§ **Te bestuderen tekst**

-----

Beleidsregel Zorgplicht bij lozingsactiviteiten glastuinbouw

Algemeen

 

Schoon, gezond en levend water is belangrijk voor de natuur, inwoners en ondernemers. Delfland beschermt in zijn beheergebied de kwaliteit van het water en verbetert deze.

 

De kwaliteit van het water in de glastuinbouwgebieden blijft achter. Delfland wil daarom de waterkwaliteit beschermen door lozingen met bijvoorbeeld nutriënten, gewasbeschermingsmiddelen en PFAS op het water terug te dringen. Een van de manieren om dat te bereiken is een meer gerichte en intensievere handhaving bij lozingen.

 

In het Besluit activiteiten leefomgeving (hierna: Bal) en in de Waterschapsverordening Delfland (hierna: Wsv) zijn regels opgenomen om de waterkwaliteit te beschermen. In het bijzonder zijn in artikel 2.11 Bal en in artikel 7.1 Wsv specifieke zorgplichten opgenomen voor lozingen. De formuleringen van deze specifieke zorgplichten zijn gelijk aan elkaar en redelijk algemeen geformuleerd.

 

In de praktijk blijkt het voor bedrijven moeilijk om te bepalen of aan de zorgplicht wordt voldaan. Daarom vindt Delfland het gewenst om meer duidelijkheid te geven over de concrete invulling van deze specifieke zorgplichten.

 

Voor iedereen die activiteiten in de nabijheid van water verricht, moet vooraf helder zijn wat deze zorgplichten concreet betekenen. Het gaat erom dat iedereen weet welke verantwoordelijkheid op hen rust, en welke gevolgen hun activiteiten voor het water kunnen hebben.

 

Dit is ook nodig voor een effectieve handhaving. Handhaving is alleen mogelijk als het handelen of nalaten van degene die de activiteit verricht, ‘evident’ en dus ‘onmiskenbaar’ in strijd is met de specifieke zorgplicht. Directe handhaving is niet gerechtvaardigd als diegene redelijkerwijs niet kon weten wat in het concrete geval een goede invulling is van de specifieke zorgplicht.

 

Beleidsregels kunnen bij directe handhaving ondersteunen door vooraf deze duidelijkheid te geven. In deze beleidsregel Zorgplicht bij lozingsactiviteiten glastuinbouw is uitgewerkt op welke manier Delfland invulling geeft aan de specifieke zorgplichten voor lozingen op oppervlaktewater.

-----

§ **Gegevens**
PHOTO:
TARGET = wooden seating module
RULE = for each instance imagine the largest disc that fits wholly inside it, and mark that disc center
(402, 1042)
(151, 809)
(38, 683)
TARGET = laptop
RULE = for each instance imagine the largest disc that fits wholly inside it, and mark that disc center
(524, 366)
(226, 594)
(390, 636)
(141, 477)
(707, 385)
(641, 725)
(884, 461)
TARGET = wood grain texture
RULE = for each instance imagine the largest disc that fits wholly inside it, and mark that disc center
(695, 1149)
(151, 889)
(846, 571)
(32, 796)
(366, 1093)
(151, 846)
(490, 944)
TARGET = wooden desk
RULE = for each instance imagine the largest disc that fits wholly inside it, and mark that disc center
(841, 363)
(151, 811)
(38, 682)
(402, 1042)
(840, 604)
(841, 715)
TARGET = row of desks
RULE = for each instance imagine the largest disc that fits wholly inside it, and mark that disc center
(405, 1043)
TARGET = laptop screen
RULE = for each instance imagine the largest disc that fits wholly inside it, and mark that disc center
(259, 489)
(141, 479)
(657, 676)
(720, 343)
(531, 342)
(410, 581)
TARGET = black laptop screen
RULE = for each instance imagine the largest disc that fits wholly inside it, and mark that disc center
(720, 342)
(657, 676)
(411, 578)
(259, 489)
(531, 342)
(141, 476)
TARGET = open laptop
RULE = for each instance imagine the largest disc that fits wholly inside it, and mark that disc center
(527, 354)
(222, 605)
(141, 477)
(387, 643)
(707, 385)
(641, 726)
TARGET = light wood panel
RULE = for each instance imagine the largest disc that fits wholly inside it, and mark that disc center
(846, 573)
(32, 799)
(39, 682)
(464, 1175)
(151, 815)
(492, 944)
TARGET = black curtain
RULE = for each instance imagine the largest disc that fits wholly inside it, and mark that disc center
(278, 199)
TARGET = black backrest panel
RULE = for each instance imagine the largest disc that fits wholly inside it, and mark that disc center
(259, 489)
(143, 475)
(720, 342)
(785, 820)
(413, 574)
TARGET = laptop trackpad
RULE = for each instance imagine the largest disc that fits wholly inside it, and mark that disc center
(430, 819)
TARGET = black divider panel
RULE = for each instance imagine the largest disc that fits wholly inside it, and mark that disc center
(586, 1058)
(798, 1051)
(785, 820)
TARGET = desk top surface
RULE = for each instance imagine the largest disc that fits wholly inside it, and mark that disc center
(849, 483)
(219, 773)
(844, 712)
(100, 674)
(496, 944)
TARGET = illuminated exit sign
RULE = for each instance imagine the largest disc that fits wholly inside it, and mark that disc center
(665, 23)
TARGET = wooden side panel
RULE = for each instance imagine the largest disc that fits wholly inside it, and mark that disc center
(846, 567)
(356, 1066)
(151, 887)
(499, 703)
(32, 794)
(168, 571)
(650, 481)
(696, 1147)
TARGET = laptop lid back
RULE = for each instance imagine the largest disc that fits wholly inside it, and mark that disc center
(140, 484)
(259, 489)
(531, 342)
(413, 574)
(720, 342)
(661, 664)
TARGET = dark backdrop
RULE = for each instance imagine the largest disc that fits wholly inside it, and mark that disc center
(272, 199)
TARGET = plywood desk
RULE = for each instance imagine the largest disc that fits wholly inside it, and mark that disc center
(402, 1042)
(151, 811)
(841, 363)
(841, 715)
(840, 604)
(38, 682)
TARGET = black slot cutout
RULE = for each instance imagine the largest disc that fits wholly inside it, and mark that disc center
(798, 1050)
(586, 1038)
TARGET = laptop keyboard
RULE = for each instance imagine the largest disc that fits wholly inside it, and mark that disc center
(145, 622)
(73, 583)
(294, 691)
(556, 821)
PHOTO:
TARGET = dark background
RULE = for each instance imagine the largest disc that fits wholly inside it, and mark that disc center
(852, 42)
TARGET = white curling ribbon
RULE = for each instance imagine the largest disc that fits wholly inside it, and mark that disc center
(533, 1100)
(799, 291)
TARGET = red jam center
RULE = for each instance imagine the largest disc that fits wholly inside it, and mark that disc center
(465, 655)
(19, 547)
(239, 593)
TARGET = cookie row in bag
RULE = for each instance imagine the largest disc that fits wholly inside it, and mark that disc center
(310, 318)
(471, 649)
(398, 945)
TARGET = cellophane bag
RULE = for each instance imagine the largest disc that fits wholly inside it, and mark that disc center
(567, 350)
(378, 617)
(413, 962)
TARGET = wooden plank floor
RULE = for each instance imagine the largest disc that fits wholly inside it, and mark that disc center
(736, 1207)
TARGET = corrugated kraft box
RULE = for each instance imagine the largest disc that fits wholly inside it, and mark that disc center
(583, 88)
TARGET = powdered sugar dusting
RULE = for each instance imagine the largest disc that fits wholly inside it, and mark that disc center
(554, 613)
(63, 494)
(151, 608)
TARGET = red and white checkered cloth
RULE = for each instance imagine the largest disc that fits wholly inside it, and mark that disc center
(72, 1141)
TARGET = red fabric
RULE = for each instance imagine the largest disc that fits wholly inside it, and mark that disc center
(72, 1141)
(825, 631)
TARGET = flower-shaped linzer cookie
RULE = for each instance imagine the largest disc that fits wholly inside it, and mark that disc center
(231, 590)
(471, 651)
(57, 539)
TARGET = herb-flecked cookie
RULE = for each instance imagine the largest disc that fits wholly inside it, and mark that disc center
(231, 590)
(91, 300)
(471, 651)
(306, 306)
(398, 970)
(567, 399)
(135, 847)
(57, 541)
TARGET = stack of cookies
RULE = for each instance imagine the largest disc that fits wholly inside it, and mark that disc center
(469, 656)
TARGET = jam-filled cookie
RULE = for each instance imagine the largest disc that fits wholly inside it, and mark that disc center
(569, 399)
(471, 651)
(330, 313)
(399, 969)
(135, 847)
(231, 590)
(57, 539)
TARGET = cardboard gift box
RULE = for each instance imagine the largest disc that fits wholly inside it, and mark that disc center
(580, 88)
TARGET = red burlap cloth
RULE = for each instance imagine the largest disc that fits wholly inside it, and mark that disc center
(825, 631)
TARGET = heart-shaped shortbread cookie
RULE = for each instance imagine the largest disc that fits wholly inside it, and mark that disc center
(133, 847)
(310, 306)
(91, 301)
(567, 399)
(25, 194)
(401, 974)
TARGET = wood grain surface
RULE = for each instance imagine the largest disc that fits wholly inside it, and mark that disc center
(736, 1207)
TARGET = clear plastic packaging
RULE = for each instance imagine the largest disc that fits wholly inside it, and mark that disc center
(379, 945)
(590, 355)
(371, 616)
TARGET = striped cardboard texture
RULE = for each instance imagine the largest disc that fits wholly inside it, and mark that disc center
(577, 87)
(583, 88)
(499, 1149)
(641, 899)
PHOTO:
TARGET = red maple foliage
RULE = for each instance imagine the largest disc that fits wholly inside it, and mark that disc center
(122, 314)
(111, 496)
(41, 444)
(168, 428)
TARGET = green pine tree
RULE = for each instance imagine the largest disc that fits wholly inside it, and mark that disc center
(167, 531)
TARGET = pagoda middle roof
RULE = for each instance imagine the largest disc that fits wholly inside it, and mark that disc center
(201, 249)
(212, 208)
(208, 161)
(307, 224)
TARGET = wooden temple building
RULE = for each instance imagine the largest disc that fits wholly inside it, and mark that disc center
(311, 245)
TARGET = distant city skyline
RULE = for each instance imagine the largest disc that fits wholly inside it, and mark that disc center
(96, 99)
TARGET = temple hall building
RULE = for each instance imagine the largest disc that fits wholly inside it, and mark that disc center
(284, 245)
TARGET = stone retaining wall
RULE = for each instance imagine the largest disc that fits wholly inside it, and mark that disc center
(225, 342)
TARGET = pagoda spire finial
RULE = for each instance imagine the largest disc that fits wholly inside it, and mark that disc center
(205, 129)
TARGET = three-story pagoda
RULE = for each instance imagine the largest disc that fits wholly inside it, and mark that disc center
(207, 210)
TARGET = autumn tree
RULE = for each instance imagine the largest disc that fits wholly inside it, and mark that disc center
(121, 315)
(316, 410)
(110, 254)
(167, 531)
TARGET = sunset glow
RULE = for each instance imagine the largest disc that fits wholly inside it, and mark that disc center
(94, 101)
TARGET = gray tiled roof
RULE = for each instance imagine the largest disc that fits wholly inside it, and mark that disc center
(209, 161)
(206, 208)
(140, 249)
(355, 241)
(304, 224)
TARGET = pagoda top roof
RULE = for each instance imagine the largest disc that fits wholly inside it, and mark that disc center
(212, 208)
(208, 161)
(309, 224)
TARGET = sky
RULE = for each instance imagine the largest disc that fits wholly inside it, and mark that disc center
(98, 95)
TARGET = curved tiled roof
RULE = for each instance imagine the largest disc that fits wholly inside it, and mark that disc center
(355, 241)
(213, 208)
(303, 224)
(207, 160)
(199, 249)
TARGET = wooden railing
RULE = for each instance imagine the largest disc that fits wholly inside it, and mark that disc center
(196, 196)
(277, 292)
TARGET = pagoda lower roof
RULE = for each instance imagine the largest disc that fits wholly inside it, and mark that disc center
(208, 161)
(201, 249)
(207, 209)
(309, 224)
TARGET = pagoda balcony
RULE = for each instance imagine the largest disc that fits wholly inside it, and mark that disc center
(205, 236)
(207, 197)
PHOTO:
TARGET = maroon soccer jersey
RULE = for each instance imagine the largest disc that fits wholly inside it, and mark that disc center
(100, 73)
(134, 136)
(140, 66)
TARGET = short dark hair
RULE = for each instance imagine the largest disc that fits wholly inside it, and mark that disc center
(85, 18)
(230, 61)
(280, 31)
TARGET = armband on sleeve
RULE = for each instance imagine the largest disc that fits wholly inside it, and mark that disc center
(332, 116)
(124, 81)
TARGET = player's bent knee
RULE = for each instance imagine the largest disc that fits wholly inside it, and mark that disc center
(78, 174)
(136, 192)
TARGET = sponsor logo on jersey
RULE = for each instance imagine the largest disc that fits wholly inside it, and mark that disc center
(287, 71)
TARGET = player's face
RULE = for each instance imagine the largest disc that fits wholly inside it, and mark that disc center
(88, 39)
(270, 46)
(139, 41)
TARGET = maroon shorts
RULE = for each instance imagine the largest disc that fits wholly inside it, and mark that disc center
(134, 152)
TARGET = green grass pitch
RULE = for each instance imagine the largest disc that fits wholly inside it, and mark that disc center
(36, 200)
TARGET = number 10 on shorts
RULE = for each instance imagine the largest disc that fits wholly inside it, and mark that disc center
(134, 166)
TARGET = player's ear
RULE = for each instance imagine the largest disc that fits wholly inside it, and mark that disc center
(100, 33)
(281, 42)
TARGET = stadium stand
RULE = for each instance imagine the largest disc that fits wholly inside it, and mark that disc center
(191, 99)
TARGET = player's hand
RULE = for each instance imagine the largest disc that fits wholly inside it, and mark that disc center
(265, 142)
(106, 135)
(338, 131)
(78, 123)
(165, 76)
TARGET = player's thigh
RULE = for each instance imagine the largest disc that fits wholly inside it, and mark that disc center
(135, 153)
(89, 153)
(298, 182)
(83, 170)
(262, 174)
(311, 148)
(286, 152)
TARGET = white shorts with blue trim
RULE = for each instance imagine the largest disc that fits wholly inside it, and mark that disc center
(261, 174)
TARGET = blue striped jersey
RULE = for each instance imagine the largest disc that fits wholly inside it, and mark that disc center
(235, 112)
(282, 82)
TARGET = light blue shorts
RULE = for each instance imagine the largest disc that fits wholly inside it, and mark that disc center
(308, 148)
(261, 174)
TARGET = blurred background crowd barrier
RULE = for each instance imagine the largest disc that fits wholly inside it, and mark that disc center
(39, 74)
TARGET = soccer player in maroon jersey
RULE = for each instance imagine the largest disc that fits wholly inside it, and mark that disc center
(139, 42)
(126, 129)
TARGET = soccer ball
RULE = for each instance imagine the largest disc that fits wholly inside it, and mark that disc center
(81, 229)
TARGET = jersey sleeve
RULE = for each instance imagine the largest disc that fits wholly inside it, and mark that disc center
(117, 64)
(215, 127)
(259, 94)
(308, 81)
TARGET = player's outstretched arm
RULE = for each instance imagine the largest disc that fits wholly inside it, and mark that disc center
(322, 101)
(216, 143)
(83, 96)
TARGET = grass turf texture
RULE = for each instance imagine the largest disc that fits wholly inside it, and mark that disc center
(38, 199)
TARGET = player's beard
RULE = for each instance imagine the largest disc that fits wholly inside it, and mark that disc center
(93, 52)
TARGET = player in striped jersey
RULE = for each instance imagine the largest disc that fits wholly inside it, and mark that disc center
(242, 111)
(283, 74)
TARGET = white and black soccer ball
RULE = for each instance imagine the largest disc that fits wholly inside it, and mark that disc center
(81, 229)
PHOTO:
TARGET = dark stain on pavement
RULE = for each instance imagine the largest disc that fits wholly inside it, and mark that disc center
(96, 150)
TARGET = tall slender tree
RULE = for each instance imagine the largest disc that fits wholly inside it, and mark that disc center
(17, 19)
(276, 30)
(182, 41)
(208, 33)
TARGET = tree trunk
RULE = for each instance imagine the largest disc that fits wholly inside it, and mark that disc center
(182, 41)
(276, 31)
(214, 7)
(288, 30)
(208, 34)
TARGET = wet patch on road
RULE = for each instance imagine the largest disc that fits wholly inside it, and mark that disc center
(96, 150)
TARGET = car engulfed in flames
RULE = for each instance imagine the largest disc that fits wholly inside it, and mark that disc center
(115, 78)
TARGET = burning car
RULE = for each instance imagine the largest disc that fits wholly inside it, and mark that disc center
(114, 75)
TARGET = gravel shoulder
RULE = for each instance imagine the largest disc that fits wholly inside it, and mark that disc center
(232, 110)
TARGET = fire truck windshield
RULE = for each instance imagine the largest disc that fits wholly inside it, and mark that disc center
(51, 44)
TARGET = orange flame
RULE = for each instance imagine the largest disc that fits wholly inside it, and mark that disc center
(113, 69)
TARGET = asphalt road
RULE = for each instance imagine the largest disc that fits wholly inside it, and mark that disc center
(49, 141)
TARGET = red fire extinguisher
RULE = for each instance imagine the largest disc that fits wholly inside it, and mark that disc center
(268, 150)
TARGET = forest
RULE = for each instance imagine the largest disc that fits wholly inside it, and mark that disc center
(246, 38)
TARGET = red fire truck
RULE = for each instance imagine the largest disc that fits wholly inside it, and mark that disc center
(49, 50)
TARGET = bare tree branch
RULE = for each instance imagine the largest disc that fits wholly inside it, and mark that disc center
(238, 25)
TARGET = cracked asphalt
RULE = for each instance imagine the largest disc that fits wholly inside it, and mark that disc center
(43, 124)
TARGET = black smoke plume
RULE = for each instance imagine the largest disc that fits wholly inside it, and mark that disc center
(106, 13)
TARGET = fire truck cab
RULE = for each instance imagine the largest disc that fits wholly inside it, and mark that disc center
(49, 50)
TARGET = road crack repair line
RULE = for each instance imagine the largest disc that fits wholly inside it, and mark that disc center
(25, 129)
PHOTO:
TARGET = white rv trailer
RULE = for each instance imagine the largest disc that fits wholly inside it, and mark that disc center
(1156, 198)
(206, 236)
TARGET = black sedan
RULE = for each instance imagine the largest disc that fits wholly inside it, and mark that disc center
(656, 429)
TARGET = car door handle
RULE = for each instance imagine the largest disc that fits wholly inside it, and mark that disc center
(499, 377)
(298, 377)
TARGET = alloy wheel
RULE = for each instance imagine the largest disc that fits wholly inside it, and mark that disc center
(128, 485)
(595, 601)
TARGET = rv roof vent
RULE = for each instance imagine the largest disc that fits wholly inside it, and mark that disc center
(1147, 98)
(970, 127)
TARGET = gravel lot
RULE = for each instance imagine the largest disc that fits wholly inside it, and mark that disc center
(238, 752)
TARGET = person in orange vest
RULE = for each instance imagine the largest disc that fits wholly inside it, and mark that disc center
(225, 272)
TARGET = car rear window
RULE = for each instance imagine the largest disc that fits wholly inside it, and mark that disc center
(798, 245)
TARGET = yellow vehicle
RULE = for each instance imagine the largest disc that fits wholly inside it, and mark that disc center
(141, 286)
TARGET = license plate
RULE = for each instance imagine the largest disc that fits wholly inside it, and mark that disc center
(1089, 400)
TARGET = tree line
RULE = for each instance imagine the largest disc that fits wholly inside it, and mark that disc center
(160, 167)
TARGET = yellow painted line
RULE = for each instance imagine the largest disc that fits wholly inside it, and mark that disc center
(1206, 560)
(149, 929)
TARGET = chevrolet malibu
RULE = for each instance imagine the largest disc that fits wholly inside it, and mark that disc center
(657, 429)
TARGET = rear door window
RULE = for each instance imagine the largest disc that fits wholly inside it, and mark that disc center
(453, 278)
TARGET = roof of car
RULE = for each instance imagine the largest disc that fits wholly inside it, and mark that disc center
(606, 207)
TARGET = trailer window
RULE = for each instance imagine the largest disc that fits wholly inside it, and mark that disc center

-----

§ **Uit te voeren opdracht**
Schrijf uit de beleidsregel over de zorgplicht bij lozingen in de glastuinbouw letterlijk over wat staat van "In het Besluit" tot en met "deze specifieke zorgplichten.".

§ **Resultaat**
In het Besluit activiteiten leefomgeving (hierna: Bal) en in de Waterschapsverordening Delfland (hierna: Wsv) zijn regels opgenomen om de waterkwaliteit te beschermen. In het bijzonder zijn in artikel 2.11 Bal en in artikel 7.1 Wsv specifieke zorgplichten opgenomen voor lozingen. De formuleringen van deze specifieke zorgplichten zijn gelijk aan elkaar en redelijk algemeen geformuleerd.

 

In de praktijk blijkt het voor bedrijven moeilijk om te bepalen of aan de zorgplicht wordt voldaan. Daarom vindt Delfland het gewenst om meer duidelijkheid te geven over de concrete invulling van deze specifieke zorgplichten.